#### [WHAT IS EXPECTED]
Give back the full material, exactly as it reads.

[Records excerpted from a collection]
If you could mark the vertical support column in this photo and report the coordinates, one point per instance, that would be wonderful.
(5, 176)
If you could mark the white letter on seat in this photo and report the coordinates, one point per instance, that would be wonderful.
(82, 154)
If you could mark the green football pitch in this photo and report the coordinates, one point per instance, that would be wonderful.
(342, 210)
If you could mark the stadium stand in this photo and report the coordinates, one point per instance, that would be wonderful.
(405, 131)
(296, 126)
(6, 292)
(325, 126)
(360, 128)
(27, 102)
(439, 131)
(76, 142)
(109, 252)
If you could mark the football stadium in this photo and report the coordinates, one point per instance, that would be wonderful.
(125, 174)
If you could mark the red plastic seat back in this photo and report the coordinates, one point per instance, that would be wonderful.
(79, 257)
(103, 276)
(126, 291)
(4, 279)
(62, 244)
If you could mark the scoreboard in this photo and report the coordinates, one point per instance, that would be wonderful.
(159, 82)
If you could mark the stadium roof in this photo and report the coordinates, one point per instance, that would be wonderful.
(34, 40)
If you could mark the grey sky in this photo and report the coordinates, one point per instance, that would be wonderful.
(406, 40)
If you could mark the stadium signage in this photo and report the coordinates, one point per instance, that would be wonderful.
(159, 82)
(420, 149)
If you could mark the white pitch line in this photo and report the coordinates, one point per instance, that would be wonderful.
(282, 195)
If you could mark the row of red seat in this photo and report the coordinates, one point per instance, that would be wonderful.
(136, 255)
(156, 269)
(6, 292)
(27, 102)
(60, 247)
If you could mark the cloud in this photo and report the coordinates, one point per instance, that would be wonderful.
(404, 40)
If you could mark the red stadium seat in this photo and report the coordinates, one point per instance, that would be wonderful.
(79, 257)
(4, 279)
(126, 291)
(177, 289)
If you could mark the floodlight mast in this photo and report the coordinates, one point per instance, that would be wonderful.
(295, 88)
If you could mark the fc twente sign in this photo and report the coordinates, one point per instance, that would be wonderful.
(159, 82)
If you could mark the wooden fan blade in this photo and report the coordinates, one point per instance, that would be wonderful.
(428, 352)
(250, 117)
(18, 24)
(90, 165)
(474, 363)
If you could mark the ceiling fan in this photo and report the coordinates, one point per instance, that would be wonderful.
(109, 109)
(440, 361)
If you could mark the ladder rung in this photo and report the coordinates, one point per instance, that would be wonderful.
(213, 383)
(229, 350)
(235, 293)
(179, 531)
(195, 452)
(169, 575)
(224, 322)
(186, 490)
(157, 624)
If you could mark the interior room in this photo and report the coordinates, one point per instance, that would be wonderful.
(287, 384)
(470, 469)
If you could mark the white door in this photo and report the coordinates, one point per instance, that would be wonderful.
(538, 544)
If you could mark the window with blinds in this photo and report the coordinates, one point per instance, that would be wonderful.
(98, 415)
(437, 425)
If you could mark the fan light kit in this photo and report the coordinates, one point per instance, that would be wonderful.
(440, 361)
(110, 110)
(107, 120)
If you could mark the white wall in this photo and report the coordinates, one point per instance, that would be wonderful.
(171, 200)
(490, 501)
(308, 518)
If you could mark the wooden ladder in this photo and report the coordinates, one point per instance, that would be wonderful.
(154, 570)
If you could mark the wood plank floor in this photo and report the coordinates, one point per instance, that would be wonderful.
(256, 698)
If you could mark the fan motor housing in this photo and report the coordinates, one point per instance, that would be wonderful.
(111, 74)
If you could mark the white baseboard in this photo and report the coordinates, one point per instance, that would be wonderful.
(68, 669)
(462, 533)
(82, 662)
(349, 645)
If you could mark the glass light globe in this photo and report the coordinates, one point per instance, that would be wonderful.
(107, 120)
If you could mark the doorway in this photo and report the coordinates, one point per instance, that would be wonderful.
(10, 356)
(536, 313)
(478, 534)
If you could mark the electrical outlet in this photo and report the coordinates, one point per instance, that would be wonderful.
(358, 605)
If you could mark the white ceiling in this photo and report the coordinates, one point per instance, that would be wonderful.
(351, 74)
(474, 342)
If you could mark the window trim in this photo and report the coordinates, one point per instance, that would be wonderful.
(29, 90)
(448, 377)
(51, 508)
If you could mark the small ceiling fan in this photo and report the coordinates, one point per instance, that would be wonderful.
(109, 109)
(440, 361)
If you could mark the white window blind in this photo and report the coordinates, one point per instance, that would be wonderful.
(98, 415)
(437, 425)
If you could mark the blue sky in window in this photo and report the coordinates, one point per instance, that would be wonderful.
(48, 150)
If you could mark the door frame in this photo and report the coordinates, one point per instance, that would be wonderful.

#### [SOLUTION FOR THIS PROBLEM]
If you could mark the vertical support column in this photo and report the coordinates, one point per instance, that would be wonderful.
(5, 176)
If you could mark the white letter on seat in this photo and report the coordinates, one point per instance, that would be wonderful.
(82, 154)
If you could mark the green football pitch in this photo and report the coordinates, one point per instance, that would be wonderful.
(342, 210)
If you could mark the stadium stand in this photo and report the coordinates, one point per instance, that would be wonderful.
(405, 131)
(296, 126)
(6, 292)
(325, 126)
(360, 128)
(27, 102)
(439, 131)
(76, 142)
(109, 252)
If you could mark the football stadium in this photo and report the coordinates, one point per instance, that would be wonderful.
(125, 174)
If you could mark the red plastic seat back in this photo and report the coordinates, one point per instance, that would be wonderful.
(79, 257)
(103, 276)
(126, 291)
(4, 279)
(62, 244)
If you could mark the scoreboard in this photo and report the coordinates, one point per instance, that would be wonderful.
(159, 82)
If you could mark the stadium roof in this photo and report the coordinates, one point per instance, that would be wonderful.
(34, 40)
If you could mark the grey sky in this photo and report the coordinates, one point per instance, that would be wonderful.
(406, 40)
If you could mark the stadium signage in this photo and report the coordinates, one point per instance, that would be wonderful.
(159, 82)
(420, 149)
If you could mark the white pitch line in this photo and report the coordinates, one point per instance, that would be wonderful.
(282, 195)
If you could mark the row of red seat in this photo and report the coordinates, one point per instance, that would be wonderful.
(136, 255)
(156, 269)
(6, 292)
(27, 102)
(60, 247)
If you could mark the cloud in this photo and report the coordinates, one point per instance, that would be wonderful.
(404, 40)
If you could mark the red stadium seat in this photo and report the coordinates, one point per instance, that would be wonderful.
(79, 257)
(4, 279)
(126, 291)
(177, 289)
If you could mark the floodlight mast in this photo and report the coordinates, one point per instance, that would be wonderful.
(295, 88)
If you could mark the fc twente sign in this photo and report the coordinates, one point per instance, that would be wonderful.
(159, 82)
If you could mark the wooden fan blade in this photo and report the coordinates, one point per instance, that would be wonderful.
(428, 352)
(250, 117)
(18, 24)
(90, 165)
(474, 363)
If you could mark the ceiling fan in this photo and report the coordinates, one point per instance, that would be wonderful.
(109, 109)
(440, 361)
If you could mark the ladder rung in this photo and report the coordinates, one point per instance, that would be wonderful.
(213, 383)
(229, 350)
(235, 293)
(179, 531)
(195, 452)
(169, 575)
(224, 322)
(186, 490)
(157, 624)
If you could mark the interior room in this photo and report the coordinates, one point per instance, that would be wonderful.
(287, 384)
(470, 469)
If you could mark the white door in this photo and report the coordinates, one point per instance, that would be wonderful.
(538, 544)
If you could mark the window with blinds in this photo and report the coordinates, one point per instance, that would be wonderful.
(98, 415)
(437, 425)
If you could mark the fan light kit in this photo and report the coordinates, one point per instance, that would be wonderful.
(440, 361)
(110, 110)
(107, 120)
If you could mark the white wall in this photo and report the coordinates, one point per instance, that would be wonderful.
(171, 200)
(490, 501)
(308, 518)
If you could mark the wooden ladder in this photo and report the coordinates, one point per instance, that would be wonderful.
(154, 570)
If you could mark the wood plank floor in this photo and report the coordinates, one point per instance, that would be wonderful.
(256, 698)
If you could mark the fan motor housing in this photo and report the coordinates, one point per instance, that would be wonderful.
(111, 74)
If you could mark the white baseboard in this photo and report the coordinates, one point per instance, that would be wonderful.
(68, 669)
(462, 533)
(82, 662)
(349, 645)
If you could mark the glass light globe in this photo and report the coordinates, one point per instance, that would be wonderful.
(107, 120)
If you could mark the doorway in this photo and report the coordinates, one point per instance, that would be wonderful.
(10, 356)
(536, 313)
(478, 534)
If you could mark the electrical outlet in this photo and report the coordinates, one point per instance, that would be wonderful.
(358, 605)
If you could mark the white ceiling in this photo and report the coordinates, one point per instance, that would be wonderful.
(351, 74)
(474, 342)
If you could mark the window trim in this photo and report the coordinates, one point per instance, that would be wonderful.
(29, 90)
(448, 377)
(51, 508)
If you could mark the small ceiling fan in this photo and report the coordinates, one point per instance, that would be wonderful.
(109, 109)
(440, 361)
If you could mark the white window blind in this photo and report the coordinates, one point per instance, that would be wonderful.
(98, 415)
(437, 425)
If you could mark the blue sky in window in this photo and report the coordinates, one point per instance, that would be wonderful.
(48, 150)
If you could mark the door frame in this photo and report the coordinates, one point per instance, that would be wonderful.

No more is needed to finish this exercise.